■ ЧТО НУЖНО СДЕЛАТЬ ■
Кто начал работу в Gucci, судя по тексту о неделях моды?

■ ЦИТИРУЕМЫЙ ТЕКСТ ■
═══
К финалу Парижской недели моды редактор культуры SETTERS Media задается вопросом: почему демократизация этой индустрии встречает такое жесткое сопротивление со стороны профессионалов? Почему каждый год, когда на показы приезжает кто-то там ранее не замеченный, как, например жена рэпера Джигана Оксана Самойлова (этот год) или певица Zivert, в сети тут же начинается ор, что «мода уже не та» и «мы ее потеряли».
Отгремели главные показы Парижской и Миланской недель моды, которые в будущие учебники по истории вполне могут войти как недели «дебютов»: Джонатан Андерсон в Dior, первый показ Матье Блази в качестве креативного директора Chanel, Пьер Паоло Пиччоли показал свой взгляд на Balenciaga, Демна стартовал в Gucci, Дарио Витале в Versace — перечислять можно еще долго. Огромные ожидания от этих дебютов сполна окупились едва ли: искусство глобально переживает кризис и индустрия моды здесь не исключение. Социально-политические вызовы времени, согласитесь, сейчас не очень способствуют пристальному изучению и бесперебойному изготовлению прекрасных и бесполезных объектов роскоши, про экономическую составляющую и вовсе не говорим — цены на новые коллекции в этом году удивили даже прожженных профессионалов.
И тем не менее. Мода, возможно, никогда за свою историю не была настолько популярной. Твои знакомые, годами не вылезавшие из одной пары кроссовок, вдруг начинают иметь мнение о том, что не так с новой коллекцией Miu Miu. Бойфренды подруг, которых они годами лично одевали, вдруг начинают задавать подозрительные наводящие вопросы вроде: «А что там с Гвасалией?» Все подростки мира, которых едва ли интересуют исторические отсылки головных уборов нового Dior, сидят на трансляциях показов в попытке увидеть любимую k-pop-звезду в первом ряду. Процесс встройки моды в популярную культуру начался не сегодня и даже не вчера (об этом позже), но, безусловно, за постковидные годы достиг своего апогея. И теперь каждый год каждая неделя моды сопровождается новым бессменным жанром — довольно токсичным «плачем Ярославны», то есть стенанием старорежимных модных журналистов и life-style-героев, что в их-то времена деревья были выше, трава была зеленее и никто, кроме высококвалифицированных специалистов, на показах не сидел.
═══
Записи из набора разметки точками:
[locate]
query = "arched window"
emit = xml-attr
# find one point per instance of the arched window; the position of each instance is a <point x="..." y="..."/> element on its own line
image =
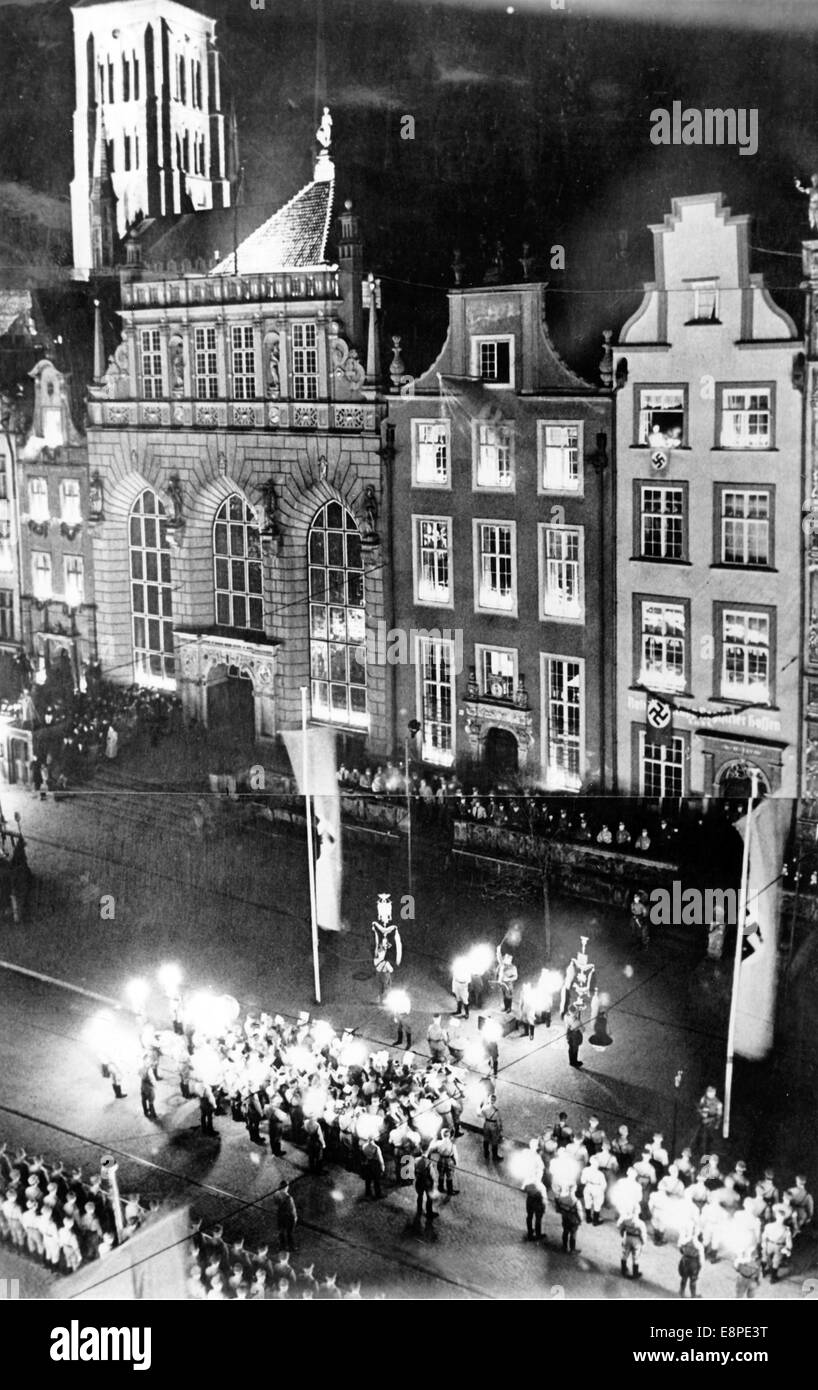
<point x="150" y="592"/>
<point x="337" y="619"/>
<point x="237" y="552"/>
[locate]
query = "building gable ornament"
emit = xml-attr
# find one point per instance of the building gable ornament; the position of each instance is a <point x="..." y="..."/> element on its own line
<point x="114" y="384"/>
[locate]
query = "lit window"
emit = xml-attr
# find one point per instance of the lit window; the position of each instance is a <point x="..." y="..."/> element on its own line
<point x="564" y="723"/>
<point x="495" y="567"/>
<point x="152" y="384"/>
<point x="206" y="363"/>
<point x="744" y="527"/>
<point x="436" y="680"/>
<point x="746" y="656"/>
<point x="662" y="523"/>
<point x="41" y="566"/>
<point x="38" y="499"/>
<point x="562" y="573"/>
<point x="305" y="362"/>
<point x="433" y="565"/>
<point x="494" y="445"/>
<point x="493" y="360"/>
<point x="661" y="417"/>
<point x="746" y="419"/>
<point x="237" y="556"/>
<point x="559" y="458"/>
<point x="661" y="767"/>
<point x="430" y="452"/>
<point x="337" y="619"/>
<point x="70" y="501"/>
<point x="74" y="580"/>
<point x="662" y="645"/>
<point x="152" y="603"/>
<point x="244" y="363"/>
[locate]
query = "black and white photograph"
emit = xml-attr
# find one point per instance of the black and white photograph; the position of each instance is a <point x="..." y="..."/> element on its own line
<point x="409" y="662"/>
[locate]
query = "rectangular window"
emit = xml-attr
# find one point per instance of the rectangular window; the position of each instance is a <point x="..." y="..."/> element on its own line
<point x="746" y="417"/>
<point x="744" y="521"/>
<point x="661" y="523"/>
<point x="662" y="645"/>
<point x="206" y="364"/>
<point x="706" y="302"/>
<point x="497" y="670"/>
<point x="38" y="499"/>
<point x="564" y="722"/>
<point x="561" y="571"/>
<point x="305" y="362"/>
<point x="436" y="679"/>
<point x="661" y="767"/>
<point x="152" y="384"/>
<point x="495" y="565"/>
<point x="430" y="453"/>
<point x="746" y="659"/>
<point x="493" y="360"/>
<point x="74" y="580"/>
<point x="70" y="510"/>
<point x="661" y="416"/>
<point x="6" y="616"/>
<point x="433" y="560"/>
<point x="41" y="570"/>
<point x="494" y="456"/>
<point x="244" y="363"/>
<point x="559" y="458"/>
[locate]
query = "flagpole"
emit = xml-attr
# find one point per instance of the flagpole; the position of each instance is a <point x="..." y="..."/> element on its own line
<point x="738" y="957"/>
<point x="310" y="847"/>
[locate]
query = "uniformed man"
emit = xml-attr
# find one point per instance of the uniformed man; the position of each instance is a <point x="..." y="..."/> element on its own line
<point x="372" y="1168"/>
<point x="633" y="1232"/>
<point x="491" y="1127"/>
<point x="594" y="1189"/>
<point x="445" y="1151"/>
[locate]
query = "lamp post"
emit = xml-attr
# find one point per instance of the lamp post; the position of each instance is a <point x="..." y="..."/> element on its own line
<point x="412" y="730"/>
<point x="676" y="1084"/>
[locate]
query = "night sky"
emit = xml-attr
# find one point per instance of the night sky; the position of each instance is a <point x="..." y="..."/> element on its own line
<point x="532" y="127"/>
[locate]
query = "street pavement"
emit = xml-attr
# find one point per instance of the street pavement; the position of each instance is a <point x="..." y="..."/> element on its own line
<point x="231" y="906"/>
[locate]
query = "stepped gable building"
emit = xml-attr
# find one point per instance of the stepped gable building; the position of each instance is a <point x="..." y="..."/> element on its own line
<point x="149" y="136"/>
<point x="708" y="520"/>
<point x="235" y="449"/>
<point x="502" y="555"/>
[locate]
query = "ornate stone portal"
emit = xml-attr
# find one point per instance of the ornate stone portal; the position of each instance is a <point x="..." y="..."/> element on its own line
<point x="199" y="659"/>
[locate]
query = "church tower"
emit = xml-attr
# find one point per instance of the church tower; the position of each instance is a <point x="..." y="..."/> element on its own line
<point x="148" y="74"/>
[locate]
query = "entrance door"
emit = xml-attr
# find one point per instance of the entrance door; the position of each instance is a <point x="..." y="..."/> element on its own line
<point x="501" y="754"/>
<point x="231" y="709"/>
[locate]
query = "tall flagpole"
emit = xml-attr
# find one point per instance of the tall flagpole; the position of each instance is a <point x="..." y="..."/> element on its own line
<point x="310" y="847"/>
<point x="738" y="958"/>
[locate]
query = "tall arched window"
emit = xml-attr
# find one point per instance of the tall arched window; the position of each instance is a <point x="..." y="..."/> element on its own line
<point x="150" y="592"/>
<point x="337" y="619"/>
<point x="237" y="553"/>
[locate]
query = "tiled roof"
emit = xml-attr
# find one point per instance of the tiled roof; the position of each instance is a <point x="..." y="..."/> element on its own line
<point x="294" y="238"/>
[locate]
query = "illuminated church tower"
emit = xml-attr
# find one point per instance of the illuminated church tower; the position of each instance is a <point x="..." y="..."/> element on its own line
<point x="148" y="85"/>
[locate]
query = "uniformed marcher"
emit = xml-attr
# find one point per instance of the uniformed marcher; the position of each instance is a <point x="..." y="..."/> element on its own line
<point x="594" y="1187"/>
<point x="491" y="1127"/>
<point x="571" y="1212"/>
<point x="690" y="1262"/>
<point x="534" y="1209"/>
<point x="444" y="1150"/>
<point x="372" y="1168"/>
<point x="633" y="1232"/>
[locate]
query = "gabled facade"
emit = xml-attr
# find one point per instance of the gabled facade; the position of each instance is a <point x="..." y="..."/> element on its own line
<point x="235" y="444"/>
<point x="502" y="560"/>
<point x="708" y="496"/>
<point x="148" y="121"/>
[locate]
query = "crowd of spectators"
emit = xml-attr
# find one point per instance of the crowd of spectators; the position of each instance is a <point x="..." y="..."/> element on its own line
<point x="708" y="1211"/>
<point x="59" y="1216"/>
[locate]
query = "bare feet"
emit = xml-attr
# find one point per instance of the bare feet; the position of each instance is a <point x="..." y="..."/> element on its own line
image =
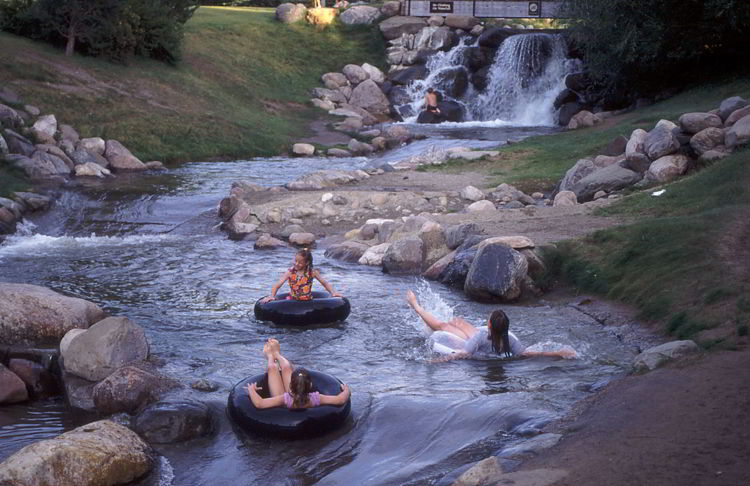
<point x="411" y="299"/>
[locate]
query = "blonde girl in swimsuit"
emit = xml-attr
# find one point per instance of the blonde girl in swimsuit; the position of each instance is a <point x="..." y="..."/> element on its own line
<point x="300" y="278"/>
<point x="290" y="387"/>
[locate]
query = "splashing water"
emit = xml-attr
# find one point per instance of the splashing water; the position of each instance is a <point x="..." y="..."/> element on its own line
<point x="526" y="76"/>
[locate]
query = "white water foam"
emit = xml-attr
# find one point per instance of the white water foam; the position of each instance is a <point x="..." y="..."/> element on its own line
<point x="166" y="472"/>
<point x="25" y="244"/>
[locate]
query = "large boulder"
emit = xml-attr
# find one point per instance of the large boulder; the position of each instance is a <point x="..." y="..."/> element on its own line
<point x="174" y="421"/>
<point x="368" y="96"/>
<point x="120" y="158"/>
<point x="654" y="357"/>
<point x="404" y="256"/>
<point x="707" y="139"/>
<point x="738" y="134"/>
<point x="730" y="105"/>
<point x="661" y="140"/>
<point x="695" y="122"/>
<point x="374" y="255"/>
<point x="107" y="345"/>
<point x="496" y="273"/>
<point x="35" y="315"/>
<point x="348" y="251"/>
<point x="398" y="25"/>
<point x="359" y="15"/>
<point x="128" y="389"/>
<point x="455" y="235"/>
<point x="97" y="454"/>
<point x="290" y="12"/>
<point x="608" y="179"/>
<point x="44" y="129"/>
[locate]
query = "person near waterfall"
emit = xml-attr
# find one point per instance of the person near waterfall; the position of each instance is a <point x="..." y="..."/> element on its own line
<point x="462" y="340"/>
<point x="300" y="278"/>
<point x="430" y="101"/>
<point x="289" y="386"/>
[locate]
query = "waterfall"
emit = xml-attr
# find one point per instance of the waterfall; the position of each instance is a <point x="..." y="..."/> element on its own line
<point x="526" y="76"/>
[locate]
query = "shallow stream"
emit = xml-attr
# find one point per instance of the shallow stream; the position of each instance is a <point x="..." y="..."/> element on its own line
<point x="147" y="247"/>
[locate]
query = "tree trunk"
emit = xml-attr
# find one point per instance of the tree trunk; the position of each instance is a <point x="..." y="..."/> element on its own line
<point x="71" y="45"/>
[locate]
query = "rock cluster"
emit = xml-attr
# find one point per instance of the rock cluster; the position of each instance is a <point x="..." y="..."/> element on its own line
<point x="660" y="155"/>
<point x="47" y="151"/>
<point x="56" y="344"/>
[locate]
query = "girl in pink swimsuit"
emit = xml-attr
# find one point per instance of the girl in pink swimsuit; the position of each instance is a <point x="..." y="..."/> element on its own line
<point x="290" y="387"/>
<point x="300" y="278"/>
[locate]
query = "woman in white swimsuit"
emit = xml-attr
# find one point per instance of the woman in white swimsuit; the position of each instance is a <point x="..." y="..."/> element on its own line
<point x="460" y="339"/>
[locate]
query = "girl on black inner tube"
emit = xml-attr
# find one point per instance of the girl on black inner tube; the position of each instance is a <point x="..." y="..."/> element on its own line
<point x="290" y="387"/>
<point x="300" y="278"/>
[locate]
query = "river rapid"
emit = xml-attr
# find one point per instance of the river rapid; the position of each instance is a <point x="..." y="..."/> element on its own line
<point x="148" y="247"/>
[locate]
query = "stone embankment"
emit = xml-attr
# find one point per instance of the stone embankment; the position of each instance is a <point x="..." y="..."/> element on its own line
<point x="54" y="344"/>
<point x="48" y="151"/>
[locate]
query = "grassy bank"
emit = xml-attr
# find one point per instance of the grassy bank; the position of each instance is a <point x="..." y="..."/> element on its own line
<point x="242" y="89"/>
<point x="684" y="264"/>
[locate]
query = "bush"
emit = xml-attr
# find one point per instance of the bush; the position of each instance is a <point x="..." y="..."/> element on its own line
<point x="649" y="44"/>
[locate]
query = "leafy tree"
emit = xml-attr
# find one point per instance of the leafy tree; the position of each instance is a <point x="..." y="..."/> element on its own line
<point x="653" y="43"/>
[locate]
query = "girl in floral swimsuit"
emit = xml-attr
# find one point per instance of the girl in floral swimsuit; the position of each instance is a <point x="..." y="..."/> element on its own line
<point x="300" y="278"/>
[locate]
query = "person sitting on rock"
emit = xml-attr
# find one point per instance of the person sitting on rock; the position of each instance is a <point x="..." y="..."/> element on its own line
<point x="459" y="339"/>
<point x="300" y="278"/>
<point x="290" y="387"/>
<point x="430" y="101"/>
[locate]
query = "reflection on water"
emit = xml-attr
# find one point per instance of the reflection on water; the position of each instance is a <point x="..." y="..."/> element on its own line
<point x="152" y="252"/>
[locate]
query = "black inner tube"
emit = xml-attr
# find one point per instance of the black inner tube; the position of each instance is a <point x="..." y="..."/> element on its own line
<point x="285" y="423"/>
<point x="321" y="309"/>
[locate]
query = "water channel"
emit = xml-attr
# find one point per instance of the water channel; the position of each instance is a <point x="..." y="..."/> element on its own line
<point x="148" y="247"/>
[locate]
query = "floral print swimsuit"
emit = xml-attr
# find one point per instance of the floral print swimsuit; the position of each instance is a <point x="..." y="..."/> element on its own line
<point x="300" y="285"/>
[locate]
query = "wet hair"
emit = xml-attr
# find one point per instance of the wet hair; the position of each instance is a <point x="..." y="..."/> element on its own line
<point x="499" y="324"/>
<point x="300" y="386"/>
<point x="307" y="257"/>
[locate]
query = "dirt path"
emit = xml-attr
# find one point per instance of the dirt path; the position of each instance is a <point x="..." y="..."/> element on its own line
<point x="684" y="424"/>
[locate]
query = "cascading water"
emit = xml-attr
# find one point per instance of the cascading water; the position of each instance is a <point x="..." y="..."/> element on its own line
<point x="526" y="75"/>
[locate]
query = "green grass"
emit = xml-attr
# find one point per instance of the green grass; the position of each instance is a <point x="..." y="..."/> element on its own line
<point x="668" y="264"/>
<point x="241" y="90"/>
<point x="538" y="163"/>
<point x="12" y="180"/>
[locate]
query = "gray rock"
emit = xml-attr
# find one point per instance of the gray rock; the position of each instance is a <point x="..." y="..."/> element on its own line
<point x="695" y="122"/>
<point x="667" y="168"/>
<point x="348" y="251"/>
<point x="707" y="139"/>
<point x="368" y="96"/>
<point x="174" y="421"/>
<point x="127" y="389"/>
<point x="496" y="273"/>
<point x="107" y="345"/>
<point x="120" y="158"/>
<point x="661" y="140"/>
<point x="404" y="256"/>
<point x="608" y="179"/>
<point x="99" y="453"/>
<point x="738" y="134"/>
<point x="30" y="314"/>
<point x="654" y="357"/>
<point x="290" y="12"/>
<point x="730" y="105"/>
<point x="12" y="388"/>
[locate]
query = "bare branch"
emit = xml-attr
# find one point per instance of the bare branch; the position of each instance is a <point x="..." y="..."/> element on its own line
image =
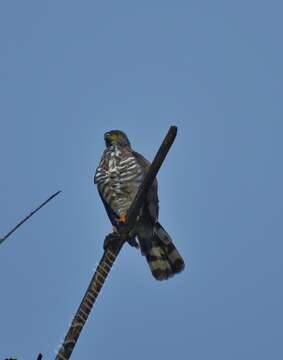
<point x="112" y="252"/>
<point x="28" y="216"/>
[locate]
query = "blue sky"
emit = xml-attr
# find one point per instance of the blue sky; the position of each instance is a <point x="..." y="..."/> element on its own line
<point x="71" y="71"/>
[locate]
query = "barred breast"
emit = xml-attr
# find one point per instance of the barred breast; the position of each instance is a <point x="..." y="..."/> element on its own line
<point x="118" y="177"/>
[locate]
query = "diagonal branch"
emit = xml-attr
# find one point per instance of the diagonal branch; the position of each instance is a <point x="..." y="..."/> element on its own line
<point x="28" y="216"/>
<point x="112" y="252"/>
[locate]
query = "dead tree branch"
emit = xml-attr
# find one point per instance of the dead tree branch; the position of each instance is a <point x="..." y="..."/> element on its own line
<point x="28" y="216"/>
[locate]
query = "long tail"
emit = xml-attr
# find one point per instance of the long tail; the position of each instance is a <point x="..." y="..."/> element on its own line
<point x="163" y="258"/>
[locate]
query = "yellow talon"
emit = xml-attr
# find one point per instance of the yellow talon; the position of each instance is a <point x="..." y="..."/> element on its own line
<point x="123" y="218"/>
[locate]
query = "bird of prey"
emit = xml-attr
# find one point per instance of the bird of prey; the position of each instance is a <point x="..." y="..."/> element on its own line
<point x="118" y="177"/>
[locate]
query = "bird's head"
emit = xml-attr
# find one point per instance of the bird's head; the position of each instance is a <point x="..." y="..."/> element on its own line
<point x="116" y="137"/>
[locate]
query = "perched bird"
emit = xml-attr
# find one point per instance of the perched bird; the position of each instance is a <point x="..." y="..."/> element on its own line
<point x="118" y="177"/>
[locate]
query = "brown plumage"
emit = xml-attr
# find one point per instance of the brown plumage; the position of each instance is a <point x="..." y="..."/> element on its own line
<point x="118" y="177"/>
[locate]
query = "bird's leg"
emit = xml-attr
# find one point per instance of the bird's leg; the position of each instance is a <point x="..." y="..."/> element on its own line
<point x="123" y="218"/>
<point x="115" y="237"/>
<point x="111" y="239"/>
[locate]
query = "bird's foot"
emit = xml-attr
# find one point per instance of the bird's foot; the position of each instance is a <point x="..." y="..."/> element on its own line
<point x="111" y="240"/>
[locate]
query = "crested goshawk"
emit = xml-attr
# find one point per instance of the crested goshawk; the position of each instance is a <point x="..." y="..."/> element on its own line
<point x="118" y="177"/>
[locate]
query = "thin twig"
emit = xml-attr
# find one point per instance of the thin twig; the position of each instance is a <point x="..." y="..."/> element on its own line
<point x="111" y="253"/>
<point x="28" y="216"/>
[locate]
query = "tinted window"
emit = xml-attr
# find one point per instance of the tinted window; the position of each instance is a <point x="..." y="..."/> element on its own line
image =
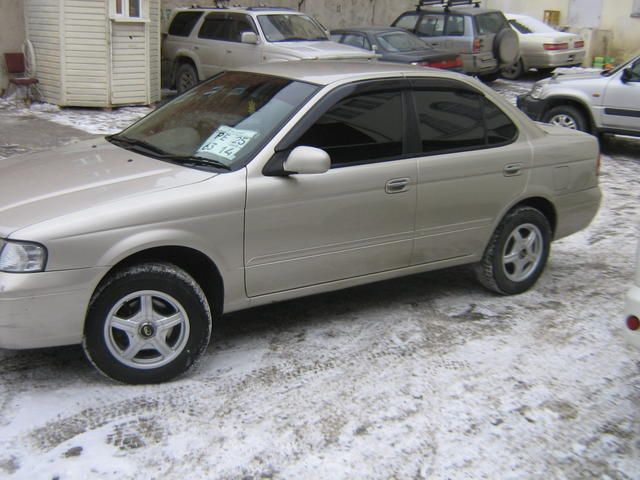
<point x="500" y="129"/>
<point x="214" y="27"/>
<point x="359" y="129"/>
<point x="454" y="120"/>
<point x="183" y="23"/>
<point x="407" y="21"/>
<point x="431" y="26"/>
<point x="239" y="24"/>
<point x="490" y="23"/>
<point x="455" y="25"/>
<point x="356" y="40"/>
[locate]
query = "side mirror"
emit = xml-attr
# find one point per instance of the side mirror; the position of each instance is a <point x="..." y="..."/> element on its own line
<point x="307" y="160"/>
<point x="249" y="37"/>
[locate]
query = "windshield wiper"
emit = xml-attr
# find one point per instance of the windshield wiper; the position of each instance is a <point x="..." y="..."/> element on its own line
<point x="133" y="142"/>
<point x="196" y="160"/>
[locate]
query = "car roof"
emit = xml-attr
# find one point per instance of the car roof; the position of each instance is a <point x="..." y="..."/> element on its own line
<point x="288" y="11"/>
<point x="326" y="72"/>
<point x="470" y="11"/>
<point x="374" y="29"/>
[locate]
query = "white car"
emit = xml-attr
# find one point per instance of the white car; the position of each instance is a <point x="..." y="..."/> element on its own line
<point x="542" y="47"/>
<point x="202" y="42"/>
<point x="632" y="307"/>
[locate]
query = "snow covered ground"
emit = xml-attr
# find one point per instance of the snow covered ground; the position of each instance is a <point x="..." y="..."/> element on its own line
<point x="428" y="376"/>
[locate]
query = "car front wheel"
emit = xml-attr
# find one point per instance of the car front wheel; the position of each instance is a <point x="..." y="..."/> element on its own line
<point x="567" y="116"/>
<point x="147" y="324"/>
<point x="517" y="252"/>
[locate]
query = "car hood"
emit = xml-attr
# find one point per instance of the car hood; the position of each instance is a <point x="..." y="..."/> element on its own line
<point x="321" y="50"/>
<point x="50" y="184"/>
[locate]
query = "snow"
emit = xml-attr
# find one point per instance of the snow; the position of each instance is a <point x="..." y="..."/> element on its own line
<point x="428" y="376"/>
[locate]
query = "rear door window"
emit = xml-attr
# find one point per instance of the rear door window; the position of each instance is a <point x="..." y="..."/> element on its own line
<point x="491" y="22"/>
<point x="215" y="27"/>
<point x="407" y="21"/>
<point x="454" y="120"/>
<point x="183" y="23"/>
<point x="360" y="129"/>
<point x="431" y="26"/>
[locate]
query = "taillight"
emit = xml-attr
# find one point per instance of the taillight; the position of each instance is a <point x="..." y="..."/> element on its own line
<point x="477" y="45"/>
<point x="556" y="46"/>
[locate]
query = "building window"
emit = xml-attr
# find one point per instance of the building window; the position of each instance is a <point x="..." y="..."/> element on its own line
<point x="128" y="8"/>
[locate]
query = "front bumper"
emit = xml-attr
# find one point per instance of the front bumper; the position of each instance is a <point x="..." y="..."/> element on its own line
<point x="632" y="307"/>
<point x="534" y="108"/>
<point x="45" y="309"/>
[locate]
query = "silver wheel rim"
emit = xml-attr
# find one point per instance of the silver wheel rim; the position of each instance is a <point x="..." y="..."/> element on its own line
<point x="187" y="80"/>
<point x="564" y="120"/>
<point x="522" y="252"/>
<point x="146" y="329"/>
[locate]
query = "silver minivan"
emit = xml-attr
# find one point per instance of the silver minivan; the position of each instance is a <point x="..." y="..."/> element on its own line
<point x="202" y="42"/>
<point x="481" y="36"/>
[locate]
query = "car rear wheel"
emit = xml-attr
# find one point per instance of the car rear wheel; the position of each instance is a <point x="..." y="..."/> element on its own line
<point x="517" y="252"/>
<point x="513" y="71"/>
<point x="147" y="324"/>
<point x="186" y="77"/>
<point x="567" y="116"/>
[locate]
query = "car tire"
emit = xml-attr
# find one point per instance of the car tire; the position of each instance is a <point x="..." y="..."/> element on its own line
<point x="517" y="252"/>
<point x="506" y="46"/>
<point x="567" y="116"/>
<point x="513" y="71"/>
<point x="147" y="323"/>
<point x="186" y="77"/>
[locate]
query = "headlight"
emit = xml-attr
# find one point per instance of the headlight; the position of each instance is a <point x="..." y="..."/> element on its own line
<point x="21" y="257"/>
<point x="536" y="91"/>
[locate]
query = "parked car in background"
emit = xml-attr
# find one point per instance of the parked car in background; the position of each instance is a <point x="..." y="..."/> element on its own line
═══
■ ОТВЕТ ■
Демна.